### Location annotation dataset excerpts:
================
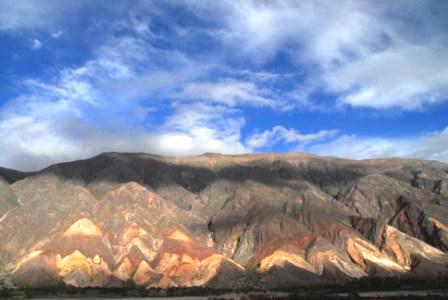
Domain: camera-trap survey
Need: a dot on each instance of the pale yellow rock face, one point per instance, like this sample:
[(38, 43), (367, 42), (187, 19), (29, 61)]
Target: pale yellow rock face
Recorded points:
[(361, 251), (124, 271), (83, 227), (179, 236), (142, 275), (28, 257), (403, 246), (279, 258), (319, 260)]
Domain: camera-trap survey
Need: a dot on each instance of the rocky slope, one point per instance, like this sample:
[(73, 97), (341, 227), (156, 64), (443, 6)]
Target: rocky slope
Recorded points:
[(263, 220)]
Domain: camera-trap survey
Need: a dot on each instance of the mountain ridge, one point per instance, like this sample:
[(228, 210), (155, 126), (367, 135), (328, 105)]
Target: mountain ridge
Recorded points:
[(255, 220)]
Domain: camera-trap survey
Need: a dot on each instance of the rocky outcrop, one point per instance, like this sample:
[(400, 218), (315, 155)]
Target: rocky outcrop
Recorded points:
[(262, 220)]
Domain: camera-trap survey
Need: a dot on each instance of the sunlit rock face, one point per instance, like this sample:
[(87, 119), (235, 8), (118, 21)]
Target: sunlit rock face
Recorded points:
[(260, 221)]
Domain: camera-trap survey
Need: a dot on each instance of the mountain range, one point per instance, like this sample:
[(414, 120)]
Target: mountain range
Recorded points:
[(223, 221)]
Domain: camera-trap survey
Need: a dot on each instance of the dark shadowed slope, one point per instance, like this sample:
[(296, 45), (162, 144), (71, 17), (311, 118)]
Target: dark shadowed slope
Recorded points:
[(261, 220)]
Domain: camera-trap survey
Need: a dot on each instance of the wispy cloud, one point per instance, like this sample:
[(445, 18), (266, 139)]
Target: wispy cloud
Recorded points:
[(36, 44), (423, 146), (290, 136)]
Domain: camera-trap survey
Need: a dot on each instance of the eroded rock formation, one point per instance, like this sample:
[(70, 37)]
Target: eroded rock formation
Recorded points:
[(262, 220)]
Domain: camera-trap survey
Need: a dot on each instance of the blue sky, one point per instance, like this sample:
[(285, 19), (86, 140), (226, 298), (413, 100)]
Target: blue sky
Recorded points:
[(356, 79)]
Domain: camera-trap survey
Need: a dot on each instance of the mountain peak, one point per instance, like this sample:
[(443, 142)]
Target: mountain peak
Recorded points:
[(83, 227)]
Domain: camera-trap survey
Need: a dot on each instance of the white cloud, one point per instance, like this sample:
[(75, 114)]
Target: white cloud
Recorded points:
[(424, 146), (229, 92), (278, 134), (71, 116), (372, 54), (36, 44)]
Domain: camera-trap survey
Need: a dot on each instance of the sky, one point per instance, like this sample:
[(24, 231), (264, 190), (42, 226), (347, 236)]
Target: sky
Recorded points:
[(356, 79)]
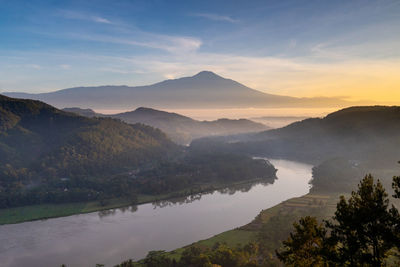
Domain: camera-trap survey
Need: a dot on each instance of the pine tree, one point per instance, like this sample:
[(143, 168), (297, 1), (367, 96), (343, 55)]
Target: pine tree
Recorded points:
[(363, 227), (304, 247)]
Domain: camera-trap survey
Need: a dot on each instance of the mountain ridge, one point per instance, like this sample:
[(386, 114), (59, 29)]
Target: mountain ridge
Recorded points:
[(203, 90), (181, 129)]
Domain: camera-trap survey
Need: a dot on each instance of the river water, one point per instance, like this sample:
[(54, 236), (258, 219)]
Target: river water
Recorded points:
[(116, 235)]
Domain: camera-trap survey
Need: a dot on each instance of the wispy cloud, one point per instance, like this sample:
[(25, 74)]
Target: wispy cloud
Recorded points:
[(34, 66), (172, 44), (65, 66), (215, 17), (69, 14)]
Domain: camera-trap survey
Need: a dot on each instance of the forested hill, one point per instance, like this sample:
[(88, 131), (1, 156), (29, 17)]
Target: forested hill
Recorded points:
[(179, 128), (367, 133), (41, 144)]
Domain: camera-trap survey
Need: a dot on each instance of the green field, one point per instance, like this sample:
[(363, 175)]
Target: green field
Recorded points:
[(46, 211), (321, 206)]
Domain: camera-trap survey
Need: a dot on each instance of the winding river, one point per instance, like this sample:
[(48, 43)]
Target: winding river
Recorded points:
[(116, 235)]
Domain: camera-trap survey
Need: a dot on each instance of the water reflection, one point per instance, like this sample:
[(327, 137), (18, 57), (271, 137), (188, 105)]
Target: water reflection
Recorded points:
[(110, 212), (110, 237), (176, 201), (229, 190)]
================
### Goal:
Copy out all of the rows above word for word, leaving out the pictures.

### Worked answer:
Domain: camera-trap survey
Need: a dot on each instance of the pale yellow rock face, one point per instance, like this sample:
[(38, 43), (367, 42), (187, 19), (29, 61)]
Target: pale yellow rock face
Recorded points:
[(361, 251), (124, 271), (83, 227), (179, 236), (142, 275), (28, 257), (403, 246), (279, 258), (319, 260)]
Domain: camera-trap survey
Need: a dot on each instance of the rocky slope, one point per instance, like this sample:
[(73, 97), (341, 227), (156, 64), (443, 6)]
Target: rocky slope
Recorded points:
[(263, 220)]
Domain: camera-trap survey
Need: a dot on each instance of the mountain ridge, one point per instance, like this sample:
[(228, 210), (155, 126), (367, 135), (328, 105)]
Target: mountain ridge
Recorded points:
[(255, 220)]
Domain: camera-trap survey
Need: a dot on each instance of the rocky outcrop, one point per instance, like this sample:
[(400, 218), (315, 155)]
Target: rocky outcrop
Recorded points:
[(262, 220)]
Domain: camera-trap survey
Need: a dot on each instance of the sunlit rock face, one point per instance, like this sample:
[(87, 119), (235, 8), (118, 21)]
Target: sunlit rock face
Recorded points:
[(260, 221)]
Domain: camera-trap survey
Need: a dot on each instance of the mountain range, one point per instance, like this sample:
[(414, 120)]
Target: mountain range
Recorded points:
[(223, 221)]
Domain: camera-trap survey
Need: a dot on each instance of the dark shadowed slope, one point per instance, like this sample:
[(296, 45), (162, 144), (71, 17), (311, 118)]
Target: dark shadowed slope
Recorded points:
[(261, 220)]
Domain: camera-trap survey
Need: a dot on each instance of the wispy cloud, one point per instance, like this sample:
[(445, 18), (266, 139)]
Target: wispy cloud
Recorded points:
[(36, 44), (423, 146), (290, 136)]
Domain: camera-trap survey
Need: a dot on each instance of the eroded rock formation, one point per instance, like this sample:
[(70, 37)]
Target: eroded rock formation
Recorded points:
[(262, 220)]
Domain: camera-trap survey
Need: a dot on each instance of the blue sky, one point per instance, like this sample:
[(285, 19), (86, 140), (226, 298), (413, 100)]
Target: blue sky
Recorded points:
[(356, 79)]
Domain: camera-trap survey
Need: a dot on each instance of the mountain peak, one point per instance, like this sample:
[(443, 142)]
Target: mountain peak
Recorded points:
[(83, 227)]
Domain: camera-trap survey
Need: a dot on each instance of the white cloud, one point per instance, like this sample:
[(75, 114)]
Target: white cloud
Recorded points:
[(424, 146), (229, 92), (278, 134), (71, 116), (372, 54), (36, 44)]
Domain: camera-trap survey
Need: a dot on each instance of the sky, one point per instance, like this sample:
[(24, 231), (264, 190), (42, 226), (347, 236)]
Target: sky
Recorded points:
[(356, 79)]
Domain: camera-trap survey
Need: a dot on each instance of the pine tree, one point per instance, like this sample:
[(143, 168), (297, 1), (367, 96), (343, 55)]
Target: pine tree
Recorded points:
[(363, 227), (304, 247)]
Domain: camera-trap survey
Need: a dot on each instance of the mountain ridge, one point per instance, like this sample:
[(386, 114), (59, 29)]
Target: mountain ridge
Recorded points:
[(203, 90), (181, 129)]
Domain: camera-trap survey
Need: a dot on each instance of the river water, one point per instance, like this sample:
[(54, 236), (258, 219)]
Target: river water
Recorded points:
[(116, 235)]
Domain: camera-trap survey
Need: a dot on each instance of the wispy cloud, one point per instance, like this sample:
[(25, 74)]
Target: wispy cloud
Recorded points:
[(34, 66), (172, 44), (65, 66), (215, 17), (69, 14)]
Domain: camera-trap survey
Need: a dot on each instance of the forested hill, one point per instance, like this sample:
[(88, 131), (1, 156), (29, 17)]
Target: forested hill
Recorded points:
[(179, 128), (367, 133), (41, 144)]
Domain: camera-trap survey
Need: a dot on each instance of the green field, one point per instance, like this sample:
[(363, 175)]
Target: green field
Recorded points:
[(46, 211), (321, 206)]
Domain: camera-trap survey
Need: a dot on each instance of the winding river, one point per instance, like this sample:
[(48, 43)]
Target: winding river
Recorded points:
[(116, 235)]
Domain: camera-trap survey
Need: a dot on each instance of the water reflection, one point per instance, like this sample:
[(327, 137), (18, 57), (271, 137), (188, 105)]
Target: water reflection
Recorded points:
[(110, 212), (110, 237), (176, 201), (229, 190)]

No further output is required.